**** PAGE EXCERPT ****
# Building Production-Grade LLM Applications

> Source: <https://dev.to/iwan_rustiawan_a4c47c8a13/building-production-grade-llm-applications-271>
> Published: 2026-07-14 16:16:25+00:00

**Building Production-Grade LLM Applications**

A short note, just sharing some experience that might be useful for those who are starting to explore building LLM applications. A few things I've come to understand that have become important notes for me.

**1. LLMs are stateless.**

Don't assume that once you've successfully integrated with an LLM vendor's API, you automatically get the same experience as interacting with ChatGPT directly. ChatGPT is a product; what we call through the API is a model — and the model has no memory at all.

You say "my name is Iwan" in turn 1? Don't expect the LLM to remember it in turn 2. What actually happens: the entire conversation history is re-sent with every request. So "memory management" isn't the model's job — it's ours :D

And this brings its own challenges, because it isn't as simple as big vs. small memory; it's about keeping accuracy, cost, and performance in balance.

**2. RAG is not part of the LLM.**

RAG is an architecture around the model, not a built-in capability. We first retrieve the relevant documents, then inject them into the context. The model itself knows nothing about our database.

A simple example: say we have an FAQ document we want to use as a reference for our app. We chunk that document, turn it into embeddings, and store it in a vector database. Later, when a user asks a question, we turn the question into an embedding too, use it to find the most relevant FAQ chunks — and only then inject the results into the context before sending it to the model.
**** INFORMATION ****
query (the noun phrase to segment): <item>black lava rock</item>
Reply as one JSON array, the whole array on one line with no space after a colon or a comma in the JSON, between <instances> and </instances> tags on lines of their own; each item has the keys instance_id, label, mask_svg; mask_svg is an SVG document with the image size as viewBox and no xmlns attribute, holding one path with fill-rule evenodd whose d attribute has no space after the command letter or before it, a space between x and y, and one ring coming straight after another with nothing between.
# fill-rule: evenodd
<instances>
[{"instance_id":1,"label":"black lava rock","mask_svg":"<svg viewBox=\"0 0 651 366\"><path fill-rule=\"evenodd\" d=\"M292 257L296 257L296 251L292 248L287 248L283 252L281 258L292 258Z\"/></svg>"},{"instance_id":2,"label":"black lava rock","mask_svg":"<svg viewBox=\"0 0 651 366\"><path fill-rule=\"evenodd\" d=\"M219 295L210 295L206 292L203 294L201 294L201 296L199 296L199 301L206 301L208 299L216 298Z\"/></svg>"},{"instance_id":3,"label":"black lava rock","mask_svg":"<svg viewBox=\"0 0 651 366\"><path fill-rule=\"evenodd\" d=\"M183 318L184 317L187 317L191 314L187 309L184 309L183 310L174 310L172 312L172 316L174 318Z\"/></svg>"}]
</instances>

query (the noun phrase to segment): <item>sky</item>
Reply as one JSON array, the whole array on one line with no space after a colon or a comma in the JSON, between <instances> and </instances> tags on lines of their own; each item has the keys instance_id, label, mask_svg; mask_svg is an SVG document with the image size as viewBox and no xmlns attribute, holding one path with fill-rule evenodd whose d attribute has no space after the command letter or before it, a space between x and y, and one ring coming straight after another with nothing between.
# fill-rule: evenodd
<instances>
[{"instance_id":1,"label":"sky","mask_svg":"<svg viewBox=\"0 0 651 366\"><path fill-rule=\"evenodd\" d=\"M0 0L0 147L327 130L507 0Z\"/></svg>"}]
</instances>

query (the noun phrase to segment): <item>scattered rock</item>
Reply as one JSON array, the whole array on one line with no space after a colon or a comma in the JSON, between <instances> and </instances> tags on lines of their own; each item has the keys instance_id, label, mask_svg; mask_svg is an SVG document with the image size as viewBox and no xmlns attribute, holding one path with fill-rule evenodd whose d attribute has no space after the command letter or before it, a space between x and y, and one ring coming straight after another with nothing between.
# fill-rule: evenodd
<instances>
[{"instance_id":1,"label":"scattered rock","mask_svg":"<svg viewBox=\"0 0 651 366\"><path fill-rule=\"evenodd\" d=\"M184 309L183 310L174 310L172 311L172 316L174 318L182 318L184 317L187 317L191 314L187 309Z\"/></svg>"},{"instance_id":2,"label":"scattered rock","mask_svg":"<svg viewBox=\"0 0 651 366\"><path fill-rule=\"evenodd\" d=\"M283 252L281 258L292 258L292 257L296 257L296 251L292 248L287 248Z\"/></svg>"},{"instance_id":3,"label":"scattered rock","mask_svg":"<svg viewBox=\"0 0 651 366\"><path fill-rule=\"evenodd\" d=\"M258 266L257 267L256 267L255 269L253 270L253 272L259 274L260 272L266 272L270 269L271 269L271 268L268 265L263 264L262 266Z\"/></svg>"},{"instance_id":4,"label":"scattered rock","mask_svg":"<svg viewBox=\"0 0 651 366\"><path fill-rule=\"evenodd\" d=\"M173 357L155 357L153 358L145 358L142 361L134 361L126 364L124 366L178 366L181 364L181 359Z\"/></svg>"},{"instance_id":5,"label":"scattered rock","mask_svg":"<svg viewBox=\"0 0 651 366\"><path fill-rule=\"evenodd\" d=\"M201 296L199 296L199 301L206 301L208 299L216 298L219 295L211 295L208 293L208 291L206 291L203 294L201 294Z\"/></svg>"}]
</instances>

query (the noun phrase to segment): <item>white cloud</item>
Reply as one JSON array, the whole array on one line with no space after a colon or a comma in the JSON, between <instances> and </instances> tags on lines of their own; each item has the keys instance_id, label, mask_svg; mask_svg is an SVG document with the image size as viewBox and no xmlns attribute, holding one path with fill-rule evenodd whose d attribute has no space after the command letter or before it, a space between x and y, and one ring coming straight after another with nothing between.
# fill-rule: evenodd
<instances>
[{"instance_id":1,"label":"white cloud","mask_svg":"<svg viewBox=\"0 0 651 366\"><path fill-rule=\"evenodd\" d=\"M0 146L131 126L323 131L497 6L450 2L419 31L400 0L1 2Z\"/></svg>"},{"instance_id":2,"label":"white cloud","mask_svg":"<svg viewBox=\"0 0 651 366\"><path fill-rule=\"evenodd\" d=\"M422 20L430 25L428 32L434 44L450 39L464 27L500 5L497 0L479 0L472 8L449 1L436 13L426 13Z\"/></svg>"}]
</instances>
****
**EXERCISE SET**
1. In the note on building LLM applications, translate this sentence into Spanish: "RAG is an architecture around the model, not a built-in capability."
2. In the note on building LLM applications, what happens to the conversation history with every request to the model?
3. Continue the note on building production-grade LLM applications from its last sentence.

**TASK-BY-TASK OUTPUTS**
1. RAG es una arquitectura en torno al modelo, no una capacidad integrada.

2. The entire conversation history is re-sent with every request.

3.
**3. The LLM is an orchestrator, not a calculator.**

This is the one I emphasize most. Never hand calculations over to an LLM, especially anything financial.

Not because the AI isn't smart enough, but because structurally it predicts the next token probabilistically — it doesn't execute arithmetic. When we ask it to add two numbers, it isn't calculating. It's guessing the most likely-looking answer.

The solution: function calling. The model's job is to understand the user's intent and choose which function to call. The computation is handed off to a deterministic backend — one that can be tested and audited.

It's not just about accuracy, it's also about auditability. If someone asks, "why is the number this?", the answer has to be traceable to a function whose code we can actually show. Not to a model that "thinks it's probably that."